EXERCISE: From the material below, pull every line that contains the string "return", treating uppercase and lowercase as different.

RECORDS:
┌──

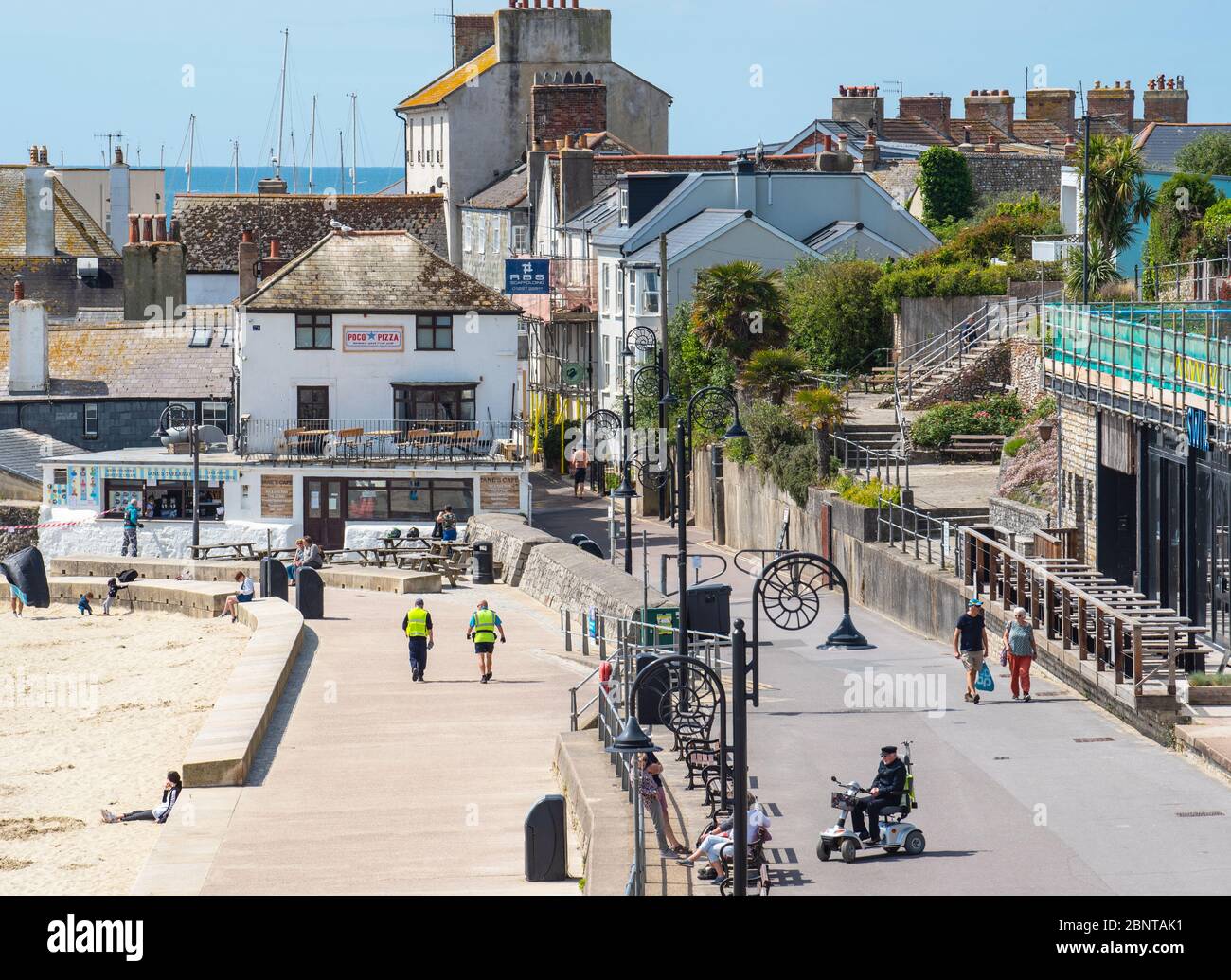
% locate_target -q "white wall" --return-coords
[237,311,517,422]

└──
┌──

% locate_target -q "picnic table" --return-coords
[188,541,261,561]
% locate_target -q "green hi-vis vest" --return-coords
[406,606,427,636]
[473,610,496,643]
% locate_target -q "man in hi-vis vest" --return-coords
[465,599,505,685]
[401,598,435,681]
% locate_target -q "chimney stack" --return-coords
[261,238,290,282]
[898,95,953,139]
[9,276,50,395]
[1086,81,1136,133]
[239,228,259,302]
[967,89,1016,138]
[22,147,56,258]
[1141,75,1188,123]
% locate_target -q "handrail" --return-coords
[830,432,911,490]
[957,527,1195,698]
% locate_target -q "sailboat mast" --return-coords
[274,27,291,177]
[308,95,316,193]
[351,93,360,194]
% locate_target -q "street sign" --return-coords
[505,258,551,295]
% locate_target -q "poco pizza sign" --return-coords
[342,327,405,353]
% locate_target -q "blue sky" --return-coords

└──

WRITTEN SOLUTION:
% locate_target -q "white wall" --return-coords
% locate_target -q "picnic table" --return-coords
% locate_target -q "green hi-vis vest" --return-coords
% locate_target -q "man in hi-vis vest" --return-coords
% locate_target -q "chimney stack" --return-coords
% locate_target -q "handrail" --return-coords
% locate_target -q "sailboat mast" --return-coords
% locate_target -q "street sign" --return-coords
% locate_target -q "poco pizza sign" --return-coords
% locate_target -q "blue sky" --return-coords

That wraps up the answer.